» What the exercise asks
Please give back, exactly as written, only the line containing "In this photo, point at the green" and every line after it until the data below ends.

(Referring expression pointing data)

--- --- ---

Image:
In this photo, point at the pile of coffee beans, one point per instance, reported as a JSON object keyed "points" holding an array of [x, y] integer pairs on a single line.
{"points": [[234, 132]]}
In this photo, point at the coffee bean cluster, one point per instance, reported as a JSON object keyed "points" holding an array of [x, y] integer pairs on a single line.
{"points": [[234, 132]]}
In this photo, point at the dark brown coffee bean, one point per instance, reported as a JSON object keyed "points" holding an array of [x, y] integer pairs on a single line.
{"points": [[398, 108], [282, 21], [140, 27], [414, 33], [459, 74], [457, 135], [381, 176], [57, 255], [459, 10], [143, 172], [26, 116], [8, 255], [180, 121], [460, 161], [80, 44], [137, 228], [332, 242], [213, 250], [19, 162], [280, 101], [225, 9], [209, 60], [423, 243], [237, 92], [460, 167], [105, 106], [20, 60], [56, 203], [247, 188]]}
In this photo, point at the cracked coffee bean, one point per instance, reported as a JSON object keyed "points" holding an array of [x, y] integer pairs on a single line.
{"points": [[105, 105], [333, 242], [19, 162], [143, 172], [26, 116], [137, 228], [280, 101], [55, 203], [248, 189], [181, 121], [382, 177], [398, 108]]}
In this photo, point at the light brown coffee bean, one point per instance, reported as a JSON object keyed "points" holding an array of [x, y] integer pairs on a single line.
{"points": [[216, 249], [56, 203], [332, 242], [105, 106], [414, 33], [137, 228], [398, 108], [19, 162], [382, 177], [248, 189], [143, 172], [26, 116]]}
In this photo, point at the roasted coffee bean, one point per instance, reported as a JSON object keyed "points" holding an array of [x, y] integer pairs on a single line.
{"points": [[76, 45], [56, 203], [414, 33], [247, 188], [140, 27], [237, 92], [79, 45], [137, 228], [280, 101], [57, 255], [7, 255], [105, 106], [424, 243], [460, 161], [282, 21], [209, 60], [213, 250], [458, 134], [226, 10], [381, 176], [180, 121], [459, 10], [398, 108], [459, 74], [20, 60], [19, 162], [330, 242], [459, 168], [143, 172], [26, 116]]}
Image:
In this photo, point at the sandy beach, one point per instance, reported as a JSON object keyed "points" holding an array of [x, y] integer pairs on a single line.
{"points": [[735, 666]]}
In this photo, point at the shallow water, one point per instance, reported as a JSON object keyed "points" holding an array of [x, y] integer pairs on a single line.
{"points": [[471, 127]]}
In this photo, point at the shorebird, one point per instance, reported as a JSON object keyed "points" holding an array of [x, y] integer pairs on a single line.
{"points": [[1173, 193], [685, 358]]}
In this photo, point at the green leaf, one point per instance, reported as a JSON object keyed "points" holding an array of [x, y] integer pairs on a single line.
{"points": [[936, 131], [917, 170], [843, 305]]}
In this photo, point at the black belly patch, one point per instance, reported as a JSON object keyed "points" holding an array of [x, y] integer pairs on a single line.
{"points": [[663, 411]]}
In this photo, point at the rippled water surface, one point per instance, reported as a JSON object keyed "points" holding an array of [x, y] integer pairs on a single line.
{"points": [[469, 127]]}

--- --- ---

» Written solution
In this photo, point at the green leaf, one point per instance, reported as a JSON object keyed "points" holding an array of [x, y] integer pairs on a single line.
{"points": [[936, 131], [917, 170], [843, 305]]}
In this photo, point at the black belly patch, one point per instance, reported as a JSON object keyed "points" holding an array of [x, y] integer pairs on a single line.
{"points": [[663, 411]]}
In this photo, point at the rippled water surface, one point per instance, reported as a JSON object keyed "points" holding an array of [x, y] integer pairs on a single line.
{"points": [[469, 127]]}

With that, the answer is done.